═══ Fragment dokumentu ═══
Cisza się przedłużała w końcu z ust owego pana padło pytanie „co się stało?” Po przedstawieniu przeze mnie wizji jego osoby, jaką stworzyła moja wyobraźnia, długo oboje zanosiliśmy się od śmiechu, bowiem w rzeczywistości jest on wysokim, bardzo szczupłym mężczyzną.
Przychodzi niewidomy
do lekarza…
Gabinet okulistyczny odwiedza niewidoma kobieta i na początek ma mieć zbadane ciśnienie w gałkach ocznych. Z pełnym zaangażowaniem zabiera się do tego pracująca w gabinecie pielęgniarka, lecz po kilku próbach zwraca się do pacjentki „nic z tego nie rozumiem w jednym oku nie mogę zmierzyć ciśnienia”. Niewidoma zaczyna śmiać się po czym wyjaśnia zaskoczonej kobiecie „przecież to jest proteza, o której istnieniu piszę w mojej karcie”.
Innym razem tą samą niewidomą na wizytę przyprowadza jej mama, lecz na zastępstwie jest okulista pochodzący z innego kraju, a jego polski pozostawia wiele do życzenia. Lekarz to lekarz, myśli pacjentka i ma już zamiar zająć fotel, gdy nagle czuje jak dłonie lekarza przesuwają ją na bok, po czym na fotelu zostaje usadowiona jej mama i okulista zabiera się do badania nie zważając na protesty obu kobiet. Dopiero po kilku minutach dociera do niego pomyłka, lecz zamiast przyjąć ją z uśmiechem oburza się i ma pretensje do obu pań.
Autobusowe wpadki…
W podróż wybrała się niewidoma z mężem oraz córką. W autobusie, do którego wsiedli owa kobieta zajęła wolne miejsce obok ulokowanej na sąsiednim siedzeniu pasażerki, a ta natychmiast rozpoczęła rozmowę. W miarę upływu czasu współpasażerka widząc, że jej towarzyszka porusza się o kulach zeszła na temat niepełnosprawności i zaczęła opowiadać o własnej rodzinie. Kobieta chyba miała potrzebę wygadania się, ponieważ słowa z jej ust wydobywały się jedno za drugim i nawet do niej nie dotarło to, że rozmawia z osobą niewidomą. W pewnym momencie wyjęła telefon i z godnym podziwu zapałem prezentowała zdjęcia najbliższych, podczas tej prezentacji autobus dojechał do celu podróży, telefon wylądował w torebce, niewidząca usłyszała słowa pożegnania i kobieta nieświadoma tego, że pokazywała zdjęcia niewidomej osobie, opuściła pojazd.
═══
**Treść zadania**
Odpowiedz krótko na pytania do tekstu o przygodach osób niewidomych:
(a) Jak w rzeczywistości wygląda mężczyzna z pierwszego akapitu?
(b) Co według pacjentki było w oku, w którym pielęgniarka nie mogła zmierzyć ciśnienia?
(c) Z kim niewidoma kobieta wybrała się w podróż autobusem?
Wiersze nie mają tu żadnego znaczenia.
═══ Dostarczone dane ═══
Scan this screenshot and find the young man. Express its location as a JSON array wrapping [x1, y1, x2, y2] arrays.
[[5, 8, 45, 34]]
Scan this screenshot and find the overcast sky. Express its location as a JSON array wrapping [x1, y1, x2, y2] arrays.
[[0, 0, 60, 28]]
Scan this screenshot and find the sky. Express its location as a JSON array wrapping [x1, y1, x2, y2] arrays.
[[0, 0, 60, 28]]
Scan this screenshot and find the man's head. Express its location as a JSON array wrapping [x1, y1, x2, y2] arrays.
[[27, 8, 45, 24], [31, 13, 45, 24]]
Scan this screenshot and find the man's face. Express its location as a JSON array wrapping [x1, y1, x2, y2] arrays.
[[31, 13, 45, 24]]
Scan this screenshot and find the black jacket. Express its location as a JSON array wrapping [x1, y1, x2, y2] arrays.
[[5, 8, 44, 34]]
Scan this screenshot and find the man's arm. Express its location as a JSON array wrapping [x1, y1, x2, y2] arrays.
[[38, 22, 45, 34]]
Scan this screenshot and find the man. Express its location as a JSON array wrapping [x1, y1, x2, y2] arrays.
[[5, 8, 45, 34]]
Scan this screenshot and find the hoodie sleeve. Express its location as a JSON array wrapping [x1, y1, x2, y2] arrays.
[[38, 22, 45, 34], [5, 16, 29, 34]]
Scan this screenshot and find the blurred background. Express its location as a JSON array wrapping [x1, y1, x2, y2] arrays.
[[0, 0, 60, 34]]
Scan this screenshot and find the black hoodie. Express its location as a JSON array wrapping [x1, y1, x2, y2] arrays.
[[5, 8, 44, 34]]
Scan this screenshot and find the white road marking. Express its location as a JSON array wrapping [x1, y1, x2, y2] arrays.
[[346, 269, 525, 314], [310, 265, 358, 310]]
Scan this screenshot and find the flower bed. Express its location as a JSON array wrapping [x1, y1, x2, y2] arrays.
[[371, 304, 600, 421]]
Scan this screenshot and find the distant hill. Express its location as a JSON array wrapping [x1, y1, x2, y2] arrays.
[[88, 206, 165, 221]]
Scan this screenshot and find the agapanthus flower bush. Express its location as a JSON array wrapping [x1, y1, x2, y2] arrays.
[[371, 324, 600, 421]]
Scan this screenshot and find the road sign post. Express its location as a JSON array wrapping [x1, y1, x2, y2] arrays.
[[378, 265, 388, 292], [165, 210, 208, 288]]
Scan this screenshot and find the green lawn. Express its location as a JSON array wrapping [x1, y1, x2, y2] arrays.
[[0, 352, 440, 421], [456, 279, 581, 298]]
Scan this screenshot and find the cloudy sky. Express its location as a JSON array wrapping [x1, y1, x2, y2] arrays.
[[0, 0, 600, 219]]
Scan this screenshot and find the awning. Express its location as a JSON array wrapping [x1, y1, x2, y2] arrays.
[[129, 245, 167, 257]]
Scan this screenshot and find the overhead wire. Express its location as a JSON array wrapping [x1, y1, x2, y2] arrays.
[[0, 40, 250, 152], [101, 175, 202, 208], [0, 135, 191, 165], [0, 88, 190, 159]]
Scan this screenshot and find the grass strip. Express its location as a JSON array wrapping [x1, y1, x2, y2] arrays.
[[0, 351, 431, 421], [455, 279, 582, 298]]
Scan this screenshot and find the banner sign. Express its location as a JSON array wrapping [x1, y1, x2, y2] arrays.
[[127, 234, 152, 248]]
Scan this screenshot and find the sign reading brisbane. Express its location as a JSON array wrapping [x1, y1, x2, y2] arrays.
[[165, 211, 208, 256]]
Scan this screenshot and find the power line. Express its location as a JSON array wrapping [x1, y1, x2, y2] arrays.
═══
**Poprawna odpowiedź**
(a) Jest wysokim, bardzo szczupłym mężczyzną.
(b) Proteza.
(c) Z mężem i córką.